The KISSmetrics Guide To Keyword Research – Part I: Keyword Discovery

Keyword research should be the basis of any online marketing campaign. The simple goal of keyword research is to find out what your target audience is searching and what it will take to actually rank for those keywords and phrases. Without knowing what keywords you should be targeting, how will you effectively optimize your website, target phrases for link building, or know what content to develop for your audience?

The following is the first of a three part series to help you set up a spreadsheet for your keyword research and discover the best keywords / phrases for both your main website’s search engine optimization and topics for content development. The next posts in the series will cover what data will help you choose the best keywords to target and additional resources you can use to learn more about keyword research.

Spreadsheet Set Up

The first thing you will want to do is set up a spreadsheet to record your data within. I have set up a basic spreadsheet that you can access at http://bit.ly/kwrgoogledoc. This document has columns for data using all tools mentioned in the first two parts of this series. You can add or delete columns as you wish in order to match your keyword research needs. The columns included are as follows.

  • Keyword
  • GAKT – Competition (Google AdWords Keyword Tool)
  • GAKT – Global Monthly Searches (Google AdWords Keyword Tool)
  • GAKT – Local Monthly Searches (Google AdWords Keyword Tool)
  • GAKT – Approximate CPC (Google AdWords Keyword Tool)
  • SEOmoz KA – Difficulty (SEOmoz Keyword Analysis)
  • SEOmoz KA – Competitor 1 (SEOmoz Keyword Analysis)
  • SEOmoz KA – Competitor 1 DA (SEOmoz Keyword Analysis)
  • SEOmoz KA – Competitor 1 RDLRD (SEOmoz Keyword Analysis)
  • SEOmoz KA – Competitor 2 (SEOmoz Keyword Analysis)
  • SEOmoz KA – Competitor 2 DA (SEOmoz Keyword Analysis)
  • SEOmoz KA – Competitor 2 RDLRD (SEOmoz Keyword Analysis)
  • SEOmoz KA – Competitor 3 (SEOmoz Keyword Analysis)
  • SEOmoz KA – Competitor 3 DA (SEOmoz Keyword Analysis)
  • SEOmoz KA – Competitor 3 RDLRD (SEOmoz Keyword Analysis)

In this post, we’ll cover filling up the columns with keyword and Google AdWords Keyword Tool data. In the following post, we’ll look at how to narrow down those keywords using the SEOmoz Keyword Analysis tool (or some alternative methods if you are not a Pro member).

Saving the Google Docs Version

If you are signed into your Google account, simply use the File > Save option to save it to your documents and start filling it in with your information.

Downloading Excel and Open Office Versions

If you don’t have Google Docs, or would prefer to save it on your local machine, go to the Google Docs version and use the File > Download As to save it as your desired file type. I’d suggest Excel for best possible functionality.
——————————
Job A:
Update the keyword research guide from "The following is" down to "about keyword research.", writing that stretch out again with "worksheet" in place of "spreadsheet".
Job B:
Write the next part of the keyword research guide, picking up after its final sentence.
The records that come next have no connection to the keyword research guide.

Extracted records:
——————————
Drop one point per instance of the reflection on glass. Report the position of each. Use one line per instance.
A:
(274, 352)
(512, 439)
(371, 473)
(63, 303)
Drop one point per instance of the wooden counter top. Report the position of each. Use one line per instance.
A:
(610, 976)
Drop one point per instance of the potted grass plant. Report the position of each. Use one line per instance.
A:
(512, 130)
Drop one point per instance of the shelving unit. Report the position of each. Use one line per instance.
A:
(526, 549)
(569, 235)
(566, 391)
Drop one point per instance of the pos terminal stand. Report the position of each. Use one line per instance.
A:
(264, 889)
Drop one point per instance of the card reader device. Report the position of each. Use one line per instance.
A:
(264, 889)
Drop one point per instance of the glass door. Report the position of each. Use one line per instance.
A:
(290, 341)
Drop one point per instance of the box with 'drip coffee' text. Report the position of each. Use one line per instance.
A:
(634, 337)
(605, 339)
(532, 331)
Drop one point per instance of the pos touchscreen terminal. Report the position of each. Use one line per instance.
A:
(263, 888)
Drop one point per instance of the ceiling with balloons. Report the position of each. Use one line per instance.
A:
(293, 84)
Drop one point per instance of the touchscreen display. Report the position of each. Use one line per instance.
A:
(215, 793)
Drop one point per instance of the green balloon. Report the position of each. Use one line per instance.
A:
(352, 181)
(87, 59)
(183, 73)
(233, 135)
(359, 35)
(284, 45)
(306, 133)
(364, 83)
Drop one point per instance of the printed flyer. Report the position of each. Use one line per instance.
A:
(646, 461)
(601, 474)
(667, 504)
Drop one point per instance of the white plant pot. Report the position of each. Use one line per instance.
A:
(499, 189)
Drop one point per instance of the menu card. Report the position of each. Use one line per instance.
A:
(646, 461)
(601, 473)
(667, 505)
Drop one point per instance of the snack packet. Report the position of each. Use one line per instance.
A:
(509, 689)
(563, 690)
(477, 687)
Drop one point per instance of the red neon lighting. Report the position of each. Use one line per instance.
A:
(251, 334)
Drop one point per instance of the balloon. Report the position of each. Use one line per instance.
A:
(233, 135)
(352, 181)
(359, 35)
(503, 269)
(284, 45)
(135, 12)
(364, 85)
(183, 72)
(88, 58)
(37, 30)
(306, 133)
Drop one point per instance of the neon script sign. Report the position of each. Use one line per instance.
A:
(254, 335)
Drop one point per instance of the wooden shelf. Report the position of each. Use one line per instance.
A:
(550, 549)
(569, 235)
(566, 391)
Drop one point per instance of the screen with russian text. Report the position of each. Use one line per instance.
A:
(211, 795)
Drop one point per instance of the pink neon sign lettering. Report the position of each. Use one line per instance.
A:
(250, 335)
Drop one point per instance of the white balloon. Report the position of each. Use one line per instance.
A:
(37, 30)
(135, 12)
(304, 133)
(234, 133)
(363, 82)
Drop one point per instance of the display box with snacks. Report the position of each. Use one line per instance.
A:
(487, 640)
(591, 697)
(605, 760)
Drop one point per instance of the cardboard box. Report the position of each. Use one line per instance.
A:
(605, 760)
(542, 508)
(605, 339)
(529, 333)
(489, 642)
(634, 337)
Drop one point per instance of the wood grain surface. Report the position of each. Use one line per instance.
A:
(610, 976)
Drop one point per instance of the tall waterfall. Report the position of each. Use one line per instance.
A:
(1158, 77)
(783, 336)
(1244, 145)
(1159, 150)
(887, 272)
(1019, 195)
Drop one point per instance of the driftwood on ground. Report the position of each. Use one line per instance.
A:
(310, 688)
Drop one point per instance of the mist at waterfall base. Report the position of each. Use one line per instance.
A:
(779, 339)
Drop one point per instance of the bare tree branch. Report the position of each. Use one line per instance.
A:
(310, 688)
——————————
Right answer A:
The following is the first of a three part series to help you set up a worksheet for your keyword research and discover the best keywords / phrases for both your main website’s search engine optimization and topics for content development. The next posts in the series will cover what data will help you choose the best keywords to target and additional resources you can use to learn more about keyword research.

Right answer B:
Keyword Discovery

The first phase of keyword research involves coming up with new keyword ideas. Sometimes this is the most difficult part of the process as many people unfamiliar with keyword competition will select very broad words to target such as pizza, hotel, or Los Angeles. Others will pick obscure phrases that no one will likely search such as SEO/Link Building/Social Media (yes, I’ve seen people trying to similarly over-punctuated phrases). So the first thing you will need to do is find suitable, related phrases for their business.

You can always start with some simple brainstorming. Look at what the main focuses are on the website and jotting down keywords. I would suggest doing so within Microsoft Excel or another spreadsheet application. Then, whenever you are ready to expand on those ideas, continue on to some great keyword tools.

Keyword Discovery Tools

The following are a great collection of free and premium tools that will help you discover new keywords related to your website or business.

SEMrush

Your next option is to check out the keywords competitors are using. One great tool for this is SEMrush. Simply enter a domain to see the top organic and ads keywords the website is getting traffic from.

Keyword Research SEMrush Keyword Ideas

If you are not a PRO member (which costs $79.95 per month), you can only see the first ten keywords under organic keywords or ads keywords by clicking on the Full Report link under each.

Keyword Research SEMrush Adwords

This is a great way to go if you are absolute uncertain what keywords you or your client should be targeting. It can definitely point you in the right direction.

Google Search Suggestions

Once you have some basic ideas to start with, you can expand upon them by using the freely available suggested search. Simply visit Google.com and start typing in a keyword in the search box. You will then see ten phrases related to your keyword pop up below as more targeted, suggested searches.

keyword research google suggested search

You can continue typing to get more detailed suggestions. As you can see, this will help you with long-tail and, in some cases, even local keyword phrases.

keyword research google suggested search expanded

Be sure if you are working with a local client that you change your Google settings to reflect results from their location as Google will assume you are looking in your location. This is when it is important to be signed out of your Google account for non-personalized recommendations. To change your location for local keyword suggestions, go to your search settings and add a city / state as your default location. Just be sure to change it back before doing some local searches for your own personal needs.

Alternative Search Suggestions

Looking for alternative suggested search boxes? The following search engines have similar suggested search options that appear below the search box when you start typing in keywords. Depending on your keyword, each search engine will offer different suggestions.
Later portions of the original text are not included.